• [Records for the exercise]
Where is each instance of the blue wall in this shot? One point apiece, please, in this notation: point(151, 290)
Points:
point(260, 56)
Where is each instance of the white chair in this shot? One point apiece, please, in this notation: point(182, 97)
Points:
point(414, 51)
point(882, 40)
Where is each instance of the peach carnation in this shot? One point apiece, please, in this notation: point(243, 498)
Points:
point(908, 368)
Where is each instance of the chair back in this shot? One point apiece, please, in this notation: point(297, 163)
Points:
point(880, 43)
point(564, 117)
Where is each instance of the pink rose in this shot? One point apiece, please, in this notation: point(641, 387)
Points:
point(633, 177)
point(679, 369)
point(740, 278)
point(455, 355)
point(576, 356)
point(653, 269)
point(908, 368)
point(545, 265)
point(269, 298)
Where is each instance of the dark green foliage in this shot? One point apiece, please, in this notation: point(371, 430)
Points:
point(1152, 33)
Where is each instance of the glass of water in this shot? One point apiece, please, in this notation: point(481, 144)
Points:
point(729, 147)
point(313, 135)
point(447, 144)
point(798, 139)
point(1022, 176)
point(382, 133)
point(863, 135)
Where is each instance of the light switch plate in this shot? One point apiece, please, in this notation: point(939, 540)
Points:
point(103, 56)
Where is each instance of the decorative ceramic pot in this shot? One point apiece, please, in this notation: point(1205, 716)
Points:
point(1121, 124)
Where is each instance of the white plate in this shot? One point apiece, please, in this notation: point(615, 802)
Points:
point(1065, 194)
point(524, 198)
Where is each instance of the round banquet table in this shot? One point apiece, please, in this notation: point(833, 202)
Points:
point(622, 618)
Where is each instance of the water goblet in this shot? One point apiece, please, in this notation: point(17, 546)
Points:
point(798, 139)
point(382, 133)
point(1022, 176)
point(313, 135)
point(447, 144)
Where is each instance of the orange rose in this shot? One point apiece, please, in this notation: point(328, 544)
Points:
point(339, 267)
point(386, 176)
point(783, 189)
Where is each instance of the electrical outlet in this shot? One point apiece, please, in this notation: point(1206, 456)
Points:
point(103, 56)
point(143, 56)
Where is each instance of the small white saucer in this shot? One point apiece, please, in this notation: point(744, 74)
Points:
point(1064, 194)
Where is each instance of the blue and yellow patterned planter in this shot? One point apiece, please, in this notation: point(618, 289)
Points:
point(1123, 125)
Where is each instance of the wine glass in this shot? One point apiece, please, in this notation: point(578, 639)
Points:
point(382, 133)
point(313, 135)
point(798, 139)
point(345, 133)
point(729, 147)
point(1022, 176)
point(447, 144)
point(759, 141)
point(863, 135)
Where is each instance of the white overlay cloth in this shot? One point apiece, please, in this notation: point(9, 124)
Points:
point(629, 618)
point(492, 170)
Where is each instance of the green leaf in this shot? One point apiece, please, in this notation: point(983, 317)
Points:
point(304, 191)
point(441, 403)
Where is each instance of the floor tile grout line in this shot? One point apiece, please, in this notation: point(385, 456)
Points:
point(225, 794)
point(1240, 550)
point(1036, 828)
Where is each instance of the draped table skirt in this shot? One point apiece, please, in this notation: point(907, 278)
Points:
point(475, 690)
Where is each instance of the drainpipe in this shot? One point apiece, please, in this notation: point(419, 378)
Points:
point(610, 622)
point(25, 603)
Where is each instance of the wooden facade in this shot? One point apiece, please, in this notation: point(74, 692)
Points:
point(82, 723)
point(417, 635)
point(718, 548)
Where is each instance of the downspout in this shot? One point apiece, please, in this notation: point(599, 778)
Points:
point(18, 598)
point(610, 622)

• [What is being asked] For this exercise, repeat the data above exactly.

• [Reply to the task]
Where is each instance of the blue wall in this shot? One point apiece, please, in this notation: point(151, 290)
Points:
point(260, 56)
Where is each instance of the white chair in this shot? One point apiece, please, in this notation: point(182, 97)
Points:
point(414, 51)
point(882, 40)
Where is each instance of the peach carnation in this shot? One point apiece, please, in this notation: point(243, 498)
Points:
point(908, 368)
Where is each instance of the chair back in this shot? One point apiece, please, in this notation: point(297, 163)
Points:
point(880, 43)
point(564, 117)
Where is each instance of the pink rose in this shot? One point apiece, please, in this notation: point(641, 387)
Points:
point(633, 177)
point(679, 369)
point(740, 278)
point(455, 355)
point(576, 356)
point(653, 269)
point(908, 368)
point(545, 265)
point(269, 298)
Where is each instance of the dark green foliage in this shot? One point apiece, please, in this notation: point(371, 430)
Points:
point(1152, 33)
Where is each instance of the glass of water in this shot? One point apiece, please, in this notation: point(481, 144)
Points:
point(729, 147)
point(313, 135)
point(447, 144)
point(798, 139)
point(1022, 176)
point(382, 133)
point(863, 135)
Where is each instance of the light switch plate in this shot? One point apiece, please, in this notation: point(939, 540)
Points:
point(103, 56)
Where is each instance of the decorative ceramic pot in this shot? One point apiece, please, in this notation: point(1205, 716)
Points:
point(1121, 124)
Where is each instance of the white plate in this shot? One point apiece, please, in this notation: point(615, 802)
Points:
point(1065, 194)
point(524, 198)
Where is each instance of the round banquet table in this shot? One point apiece, please, in this notation: point(833, 202)
Points:
point(622, 618)
Where is each instance of the water goblet in this shot? One point apiece, please, in this notation: point(17, 546)
Points:
point(798, 139)
point(382, 133)
point(1022, 176)
point(313, 135)
point(447, 144)
Where is each instance of the orange rose in this shot? One point apiece, please, in this notation: point(328, 544)
Points:
point(339, 267)
point(386, 176)
point(783, 189)
Where is each instance of the electrical outlet in this shot? One point apiece, please, in this notation: point(1206, 456)
Points:
point(103, 56)
point(143, 56)
Where is each instance of the small white saucer in this shot? One point apiece, please, in this notation: point(744, 74)
Points:
point(1064, 194)
Where is each instance of the blue and yellow patterned planter in this shot? One point apiece, please, in this notation: point(618, 289)
Points:
point(1123, 125)
Where is each instance of the wine glass in this shot? One point apiece, please, in this notation: point(578, 639)
Points:
point(382, 133)
point(313, 135)
point(798, 139)
point(345, 133)
point(729, 147)
point(1022, 176)
point(447, 144)
point(759, 141)
point(863, 135)
Where is each instance of the white overlay cloth in this shot? One point apiece, please, in this notation: point(9, 124)
Points:
point(629, 618)
point(492, 170)
Where is each instance of the green leaf in this shot? One point apiece, please, in this notation: point(983, 317)
Points:
point(304, 191)
point(441, 403)
Where is each instance of the floor tile grout line in this shot? One point apiece, please, in this notation: point(385, 456)
Points:
point(225, 794)
point(1240, 550)
point(1036, 828)
Where is each instance of the draped table skirt in this shot? One point apiece, please, in this notation: point(907, 278)
Points:
point(475, 690)
Where is each instance of the drainpipe in this shot? One point apiece, please, in this notation: point(419, 378)
Points:
point(610, 622)
point(25, 603)
Where is each instance of the wooden facade in this shot? One point apiece, please, in this notation: point(74, 692)
Points:
point(82, 723)
point(417, 635)
point(718, 548)
Where is each instance of the downspout in this shot? One point apiece, please, in this notation: point(599, 778)
Points:
point(18, 598)
point(610, 622)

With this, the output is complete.